= LISTING =
• • • • • • •

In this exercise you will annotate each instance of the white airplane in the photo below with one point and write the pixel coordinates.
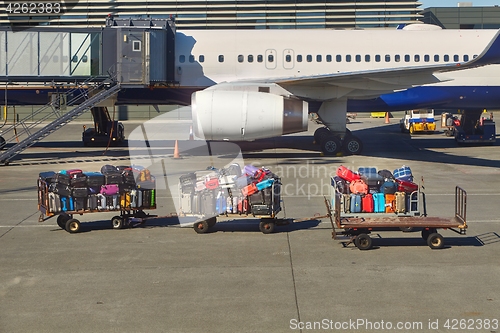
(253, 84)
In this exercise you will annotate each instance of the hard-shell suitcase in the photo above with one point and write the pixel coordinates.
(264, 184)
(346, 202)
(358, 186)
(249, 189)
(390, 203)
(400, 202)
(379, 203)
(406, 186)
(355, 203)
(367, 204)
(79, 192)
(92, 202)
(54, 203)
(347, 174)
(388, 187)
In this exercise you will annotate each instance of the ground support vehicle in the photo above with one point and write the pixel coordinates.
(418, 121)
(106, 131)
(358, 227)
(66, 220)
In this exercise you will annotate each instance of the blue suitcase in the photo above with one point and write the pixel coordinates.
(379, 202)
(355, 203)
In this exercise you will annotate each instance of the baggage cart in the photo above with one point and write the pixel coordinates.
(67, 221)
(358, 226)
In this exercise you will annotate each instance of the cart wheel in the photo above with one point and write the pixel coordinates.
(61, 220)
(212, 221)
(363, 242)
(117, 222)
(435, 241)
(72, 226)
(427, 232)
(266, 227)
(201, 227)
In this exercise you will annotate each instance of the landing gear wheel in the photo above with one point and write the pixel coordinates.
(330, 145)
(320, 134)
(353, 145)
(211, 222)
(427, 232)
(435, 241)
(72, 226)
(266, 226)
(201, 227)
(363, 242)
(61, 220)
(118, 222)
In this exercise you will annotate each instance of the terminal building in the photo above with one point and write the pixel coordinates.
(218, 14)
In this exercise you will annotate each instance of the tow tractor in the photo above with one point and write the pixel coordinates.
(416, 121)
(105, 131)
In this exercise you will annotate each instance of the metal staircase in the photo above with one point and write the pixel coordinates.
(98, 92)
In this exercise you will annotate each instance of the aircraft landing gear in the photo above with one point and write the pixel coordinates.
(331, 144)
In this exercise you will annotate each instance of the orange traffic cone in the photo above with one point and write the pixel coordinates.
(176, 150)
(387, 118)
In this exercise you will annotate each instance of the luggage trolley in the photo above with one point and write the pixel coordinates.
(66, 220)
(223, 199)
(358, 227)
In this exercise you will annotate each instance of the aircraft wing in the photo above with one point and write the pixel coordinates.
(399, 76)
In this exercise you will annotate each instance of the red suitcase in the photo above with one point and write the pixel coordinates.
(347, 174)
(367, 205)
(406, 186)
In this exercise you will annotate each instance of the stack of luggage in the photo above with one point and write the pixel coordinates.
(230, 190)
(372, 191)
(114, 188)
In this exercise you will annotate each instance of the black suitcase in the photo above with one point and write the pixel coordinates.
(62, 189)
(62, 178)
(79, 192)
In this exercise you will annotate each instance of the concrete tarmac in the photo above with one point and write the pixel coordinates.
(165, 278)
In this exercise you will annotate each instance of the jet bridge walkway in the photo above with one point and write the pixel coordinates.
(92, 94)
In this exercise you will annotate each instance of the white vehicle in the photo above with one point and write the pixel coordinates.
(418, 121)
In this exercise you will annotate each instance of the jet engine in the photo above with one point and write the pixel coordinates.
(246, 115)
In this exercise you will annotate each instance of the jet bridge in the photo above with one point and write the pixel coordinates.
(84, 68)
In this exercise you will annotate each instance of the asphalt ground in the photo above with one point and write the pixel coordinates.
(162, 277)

• • • • • • •

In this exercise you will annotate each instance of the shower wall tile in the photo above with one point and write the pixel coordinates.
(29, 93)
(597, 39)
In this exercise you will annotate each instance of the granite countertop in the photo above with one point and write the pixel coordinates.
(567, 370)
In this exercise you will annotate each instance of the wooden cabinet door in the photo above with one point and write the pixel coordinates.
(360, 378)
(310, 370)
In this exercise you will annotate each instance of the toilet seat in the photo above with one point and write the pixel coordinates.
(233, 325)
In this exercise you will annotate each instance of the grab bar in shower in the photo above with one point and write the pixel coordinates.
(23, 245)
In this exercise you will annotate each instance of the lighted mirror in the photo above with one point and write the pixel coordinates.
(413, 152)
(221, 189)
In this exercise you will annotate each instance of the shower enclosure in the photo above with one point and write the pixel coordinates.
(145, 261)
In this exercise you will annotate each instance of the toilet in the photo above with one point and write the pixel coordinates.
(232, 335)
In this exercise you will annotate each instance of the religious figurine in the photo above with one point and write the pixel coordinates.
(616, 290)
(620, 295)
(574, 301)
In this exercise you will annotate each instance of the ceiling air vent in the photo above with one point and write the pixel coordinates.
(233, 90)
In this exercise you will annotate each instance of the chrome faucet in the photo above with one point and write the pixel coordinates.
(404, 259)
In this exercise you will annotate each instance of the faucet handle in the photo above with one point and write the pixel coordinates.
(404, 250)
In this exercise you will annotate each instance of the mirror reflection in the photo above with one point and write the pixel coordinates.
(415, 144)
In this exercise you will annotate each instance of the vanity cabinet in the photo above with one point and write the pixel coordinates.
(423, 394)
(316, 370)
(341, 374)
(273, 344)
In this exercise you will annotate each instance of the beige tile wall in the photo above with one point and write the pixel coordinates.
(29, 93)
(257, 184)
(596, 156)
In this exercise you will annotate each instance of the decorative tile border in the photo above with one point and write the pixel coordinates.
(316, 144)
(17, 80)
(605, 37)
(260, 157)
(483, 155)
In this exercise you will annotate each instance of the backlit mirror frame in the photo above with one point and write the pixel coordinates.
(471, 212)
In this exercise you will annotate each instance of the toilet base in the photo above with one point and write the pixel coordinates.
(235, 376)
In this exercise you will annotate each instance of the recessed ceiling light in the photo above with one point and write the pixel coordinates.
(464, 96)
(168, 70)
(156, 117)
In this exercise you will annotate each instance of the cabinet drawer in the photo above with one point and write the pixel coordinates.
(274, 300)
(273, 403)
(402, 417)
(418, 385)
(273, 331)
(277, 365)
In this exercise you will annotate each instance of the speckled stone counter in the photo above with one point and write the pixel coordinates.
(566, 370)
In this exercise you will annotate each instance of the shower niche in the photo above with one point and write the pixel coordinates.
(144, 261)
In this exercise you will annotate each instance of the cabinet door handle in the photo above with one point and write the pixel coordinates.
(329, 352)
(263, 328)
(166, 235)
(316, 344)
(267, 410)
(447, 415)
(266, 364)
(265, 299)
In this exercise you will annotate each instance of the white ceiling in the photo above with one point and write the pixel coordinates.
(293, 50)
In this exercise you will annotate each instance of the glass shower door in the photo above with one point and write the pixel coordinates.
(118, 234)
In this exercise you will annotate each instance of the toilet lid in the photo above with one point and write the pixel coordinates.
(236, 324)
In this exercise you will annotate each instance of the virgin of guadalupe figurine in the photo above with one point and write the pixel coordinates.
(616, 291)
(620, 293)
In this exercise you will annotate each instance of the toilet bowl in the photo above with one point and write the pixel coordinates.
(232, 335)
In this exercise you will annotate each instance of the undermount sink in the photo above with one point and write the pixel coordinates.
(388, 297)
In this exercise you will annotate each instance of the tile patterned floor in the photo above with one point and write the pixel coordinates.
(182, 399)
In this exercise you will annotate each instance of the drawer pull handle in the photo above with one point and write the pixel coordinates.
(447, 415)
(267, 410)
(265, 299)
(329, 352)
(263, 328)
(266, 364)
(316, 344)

• • • • • • •

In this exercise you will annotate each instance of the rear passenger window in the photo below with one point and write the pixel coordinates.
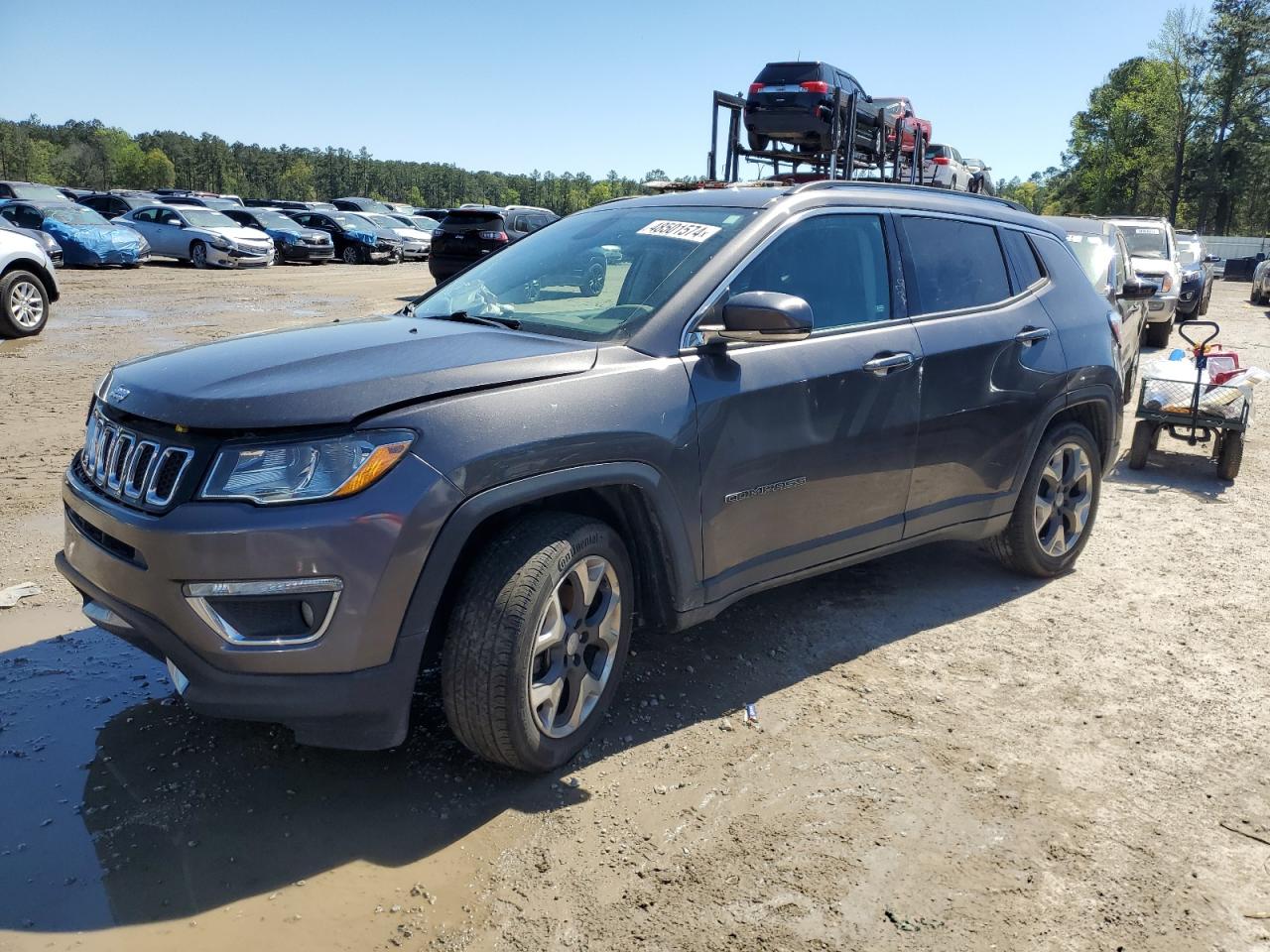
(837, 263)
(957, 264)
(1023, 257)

• • • • • • •

= EXERCISE GOAL =
How many lines in the items above contain the string "wall"? Case counts. Reply with the number only.

= SOLUTION TO THIS PROBLEM =
2